COMPLETE THE FOLLOWING:
(1) Transcribe everything from "For the moment" down to "to satisfy demand." in the article on the Pirate Party and German copyright.
(2) In the article on the Pirate Party and German copyright, how many "creators" signed up to the letter published in Die Zeit?

EXTRACT PROVIDED:
What the German Pirate Party wins mean for copyright in Germany

An analysis of voter choices correlated to social position suggested that the Pirates strongest constituencies are amongst workers and the unemployed, where they took 14% and 15% of the vote respectively. Interestingly the two parties most likely to lose votes to the PP were the Greens and the FDP (liberals), but the basic lesson of this research is the capacity of the PP so far to gather voters from across the ideological spectrum.

In Nordrhein-Westfalen (NRW), with the German Pirate Party winning an estimated 7.8% of the vote, what does it mean for the copyright debate? An analysis by Alan Toner:

“In response to the electoral emergence of the PP the debate around copyright in Germany has restarted in earnest. On Thursday the weekly newspaper Die Zeit published a letter titled “We are the Creators” where they condemned the ‘profane theft’ of intellectual property – characterised as a ‘great achievement of bourgeois freedom against the dependency of feudalism’ – defended the role of the publishers and other intermediaries commercially exploiting copyrights, and decried those who would use the net as an excuse for ‘stinginess and malice’. The coordinator of the letter campaign is himself not a ‘creator’ but rather a literary agent, suggesting a simple, albeit cynical, explanation for the vehement justification of the publisher’s function. In any case more than 3000 ‘creators’ signed up to the cause.

How such generalised reprimand of the public will be digested amongst the hoi polloi remains to be seen. History may have created a class of authors and publishers with the coming of bourgeois society, but it might be that in the digital era the masses have decided that they themselves are creators, and that the time for a further alteration of property and power relations has arrived …

For the moment however the talk is not of a revolution in property rights, but rather copyright reform: ‘We are the Citizens‘. Likewise the PP’s current copyright policy is distinctly moderate:

shorten the term of protection from the (current) life of the author plus seventy years to life plus ten;

terminate all transfers to an intermediary for exploitation after 25 years, returning the rights to the author;

make any licensing assignment valid for those media known at the time

stop prosecuting/pursuit of filesharers on the basis that it is merely reflects the current industry’s incapacity to satisfy demand.

Henceforth the policies of all political parties as regards the internet and communications will be a matter of public scrutiny, and irrespective of how one may feel about the Pirates in a more general sense, for this at least we have them to thank. Effectively they have attached a cost to coziness between political parties and the vested interests who would seek to have the net regulated for their profit. Last autumn members of the CDU were still floating proposals for a local version of the Hadopi/3 Strikes regime, but in the light of the election results, and the scale of the protests against ACTA, such a proposal is now clearly toxic and can be excluded.

While the political strategies of the copyright lobby find themselves blocked, the situation in the courts remains a concern. In April, for example, the regional court in Hamburg found in favour of the German rightsholders organisation GEMA, imposed a form of secondary liability (Störerhaftung) on Google for works posted on Youtube without authorisation. The court required that they institute measures in addition their existing content-id system to keep works off the site, specifically a word filter which would block other versions of songs for which GEMA hold the rights, and that GEMA are not obliged to use content-id as a means of controlling infringing uses. The continuing failure of GEMA and Google to reach an agreement on royalties means that pop music available on the platform elsewhere in the world remains blocked on the German site. Other authorised services such as Hulu and Netflix are not available either.”

DATA EXCERPTS:
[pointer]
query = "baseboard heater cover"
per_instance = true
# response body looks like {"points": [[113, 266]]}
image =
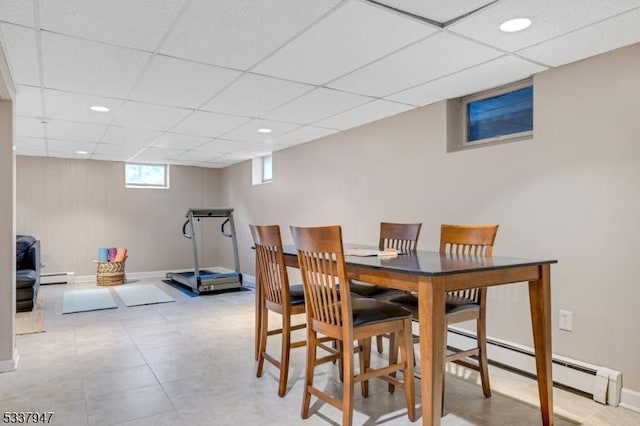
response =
{"points": [[604, 384], [57, 278]]}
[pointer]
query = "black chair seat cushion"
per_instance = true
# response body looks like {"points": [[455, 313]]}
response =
{"points": [[453, 303], [297, 294], [25, 278], [370, 311], [363, 289]]}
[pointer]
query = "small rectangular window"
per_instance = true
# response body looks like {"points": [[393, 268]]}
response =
{"points": [[267, 168], [498, 115], [146, 175]]}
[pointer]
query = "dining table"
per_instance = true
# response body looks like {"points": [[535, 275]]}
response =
{"points": [[430, 275]]}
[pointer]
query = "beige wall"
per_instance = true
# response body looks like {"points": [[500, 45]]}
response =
{"points": [[7, 237], [76, 206], [571, 193]]}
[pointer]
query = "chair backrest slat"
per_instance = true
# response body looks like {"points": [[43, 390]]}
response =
{"points": [[473, 240], [270, 263], [321, 259], [399, 236]]}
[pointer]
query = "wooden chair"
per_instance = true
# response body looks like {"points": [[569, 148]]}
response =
{"points": [[276, 296], [465, 240], [332, 312], [399, 236]]}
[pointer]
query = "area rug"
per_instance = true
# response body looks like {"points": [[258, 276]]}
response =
{"points": [[142, 294], [87, 300], [31, 322]]}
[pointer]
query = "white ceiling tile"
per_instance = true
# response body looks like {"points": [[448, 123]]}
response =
{"points": [[486, 76], [316, 105], [366, 113], [304, 134], [352, 36], [249, 131], [17, 12], [593, 40], [72, 131], [31, 144], [106, 157], [89, 67], [437, 10], [29, 101], [427, 60], [176, 141], [75, 107], [140, 24], [128, 136], [198, 156], [147, 116], [56, 145], [119, 151], [550, 18], [213, 165], [158, 154], [238, 34], [28, 126], [254, 95], [209, 124], [176, 82], [20, 47], [69, 154], [222, 146], [31, 152]]}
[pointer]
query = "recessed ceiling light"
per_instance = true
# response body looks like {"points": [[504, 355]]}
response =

ANSWERS TO THIS EXERCISE:
(1)
For the moment however the talk is not of a revolution in property rights, but rather copyright reform: ‘We are the Citizens‘. Likewise the PP’s current copyright policy is distinctly moderate:

shorten the term of protection from the (current) life of the author plus seventy years to life plus ten;

terminate all transfers to an intermediary for exploitation after 25 years, returning the rights to the author;

make any licensing assignment valid for those media known at the time

stop prosecuting/pursuit of filesharers on the basis that it is merely reflects the current industry’s incapacity to satisfy demand.

(2) More than 3000